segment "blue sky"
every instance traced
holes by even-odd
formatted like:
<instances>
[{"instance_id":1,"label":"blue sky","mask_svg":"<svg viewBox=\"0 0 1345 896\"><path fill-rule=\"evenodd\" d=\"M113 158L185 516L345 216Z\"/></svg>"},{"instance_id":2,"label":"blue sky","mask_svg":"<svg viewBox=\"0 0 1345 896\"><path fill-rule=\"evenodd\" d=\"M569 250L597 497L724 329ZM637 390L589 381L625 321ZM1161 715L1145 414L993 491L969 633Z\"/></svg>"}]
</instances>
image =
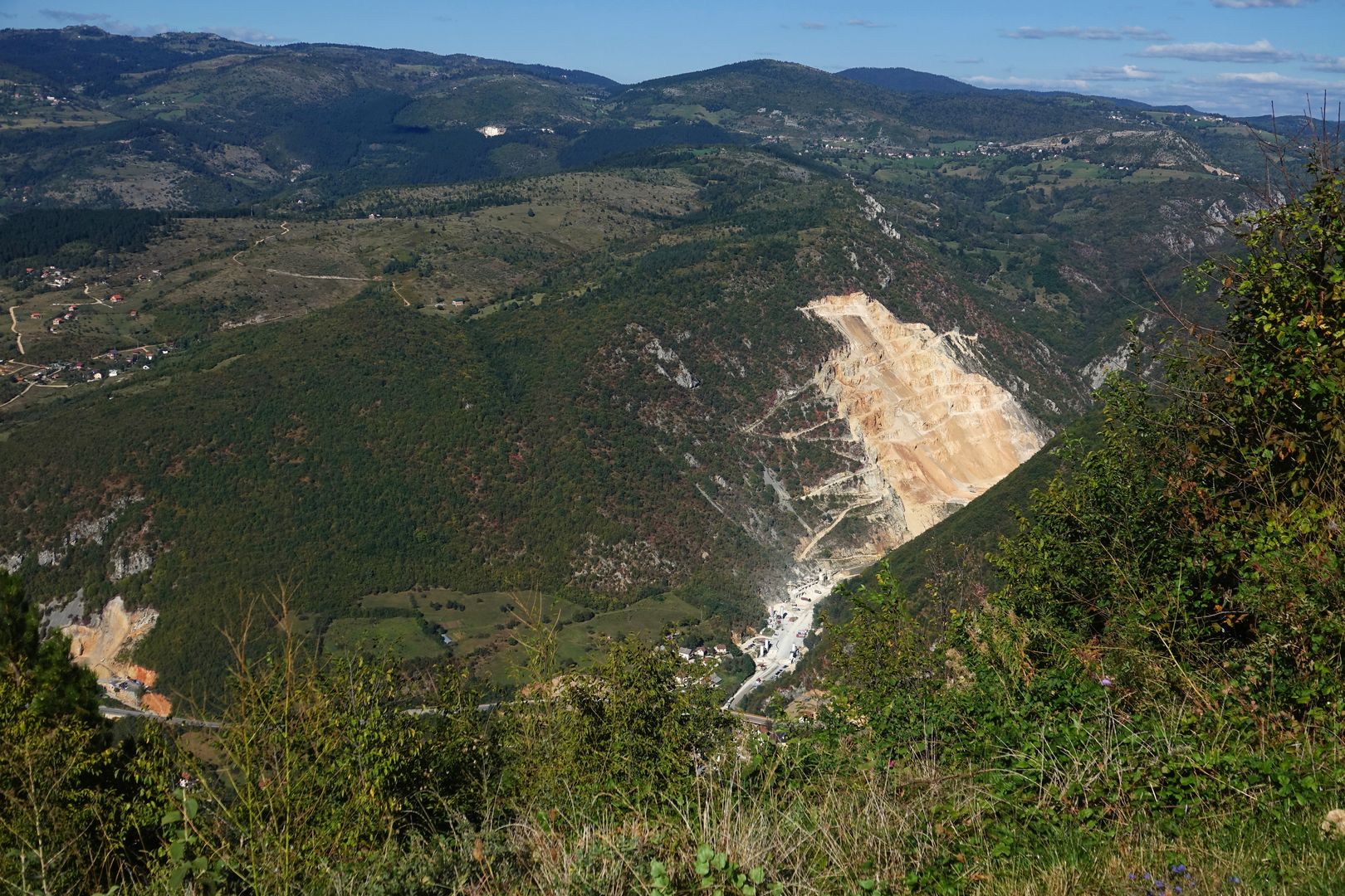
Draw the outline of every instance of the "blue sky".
■ ■ ■ ■ ■
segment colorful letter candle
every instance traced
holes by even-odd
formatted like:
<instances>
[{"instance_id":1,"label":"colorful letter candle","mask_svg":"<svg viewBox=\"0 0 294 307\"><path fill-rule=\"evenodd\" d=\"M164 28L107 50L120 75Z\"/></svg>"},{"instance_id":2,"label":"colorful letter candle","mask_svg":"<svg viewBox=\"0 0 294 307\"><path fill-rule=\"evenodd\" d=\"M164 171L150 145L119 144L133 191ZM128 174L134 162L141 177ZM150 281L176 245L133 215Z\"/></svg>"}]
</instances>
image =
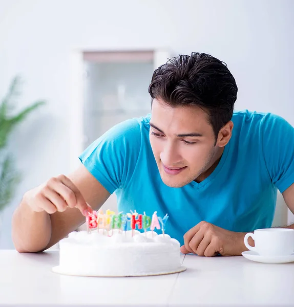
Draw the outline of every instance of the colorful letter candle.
■ ■ ■ ■ ■
■ Exercise task ■
Reproduce the lines verbatim from the line with "segment colorful letter candle" to the line with "Draw the outline of every instance of the colorful", leaving out the pictures.

■ Solution for this problem ■
segment colorful letter candle
every instance traced
holes by even-odd
formatted like:
<instances>
[{"instance_id":1,"label":"colorful letter candle","mask_svg":"<svg viewBox=\"0 0 294 307\"><path fill-rule=\"evenodd\" d=\"M164 28L107 50L120 75Z\"/></svg>"},{"instance_id":2,"label":"colorful letter candle","mask_svg":"<svg viewBox=\"0 0 294 307\"><path fill-rule=\"evenodd\" d=\"M164 171L150 145L119 144L133 191ZM128 174L134 162L141 177ZM150 281L176 245L133 215Z\"/></svg>"}]
</instances>
image =
Draw the outline of every instance of the colorful letter candle.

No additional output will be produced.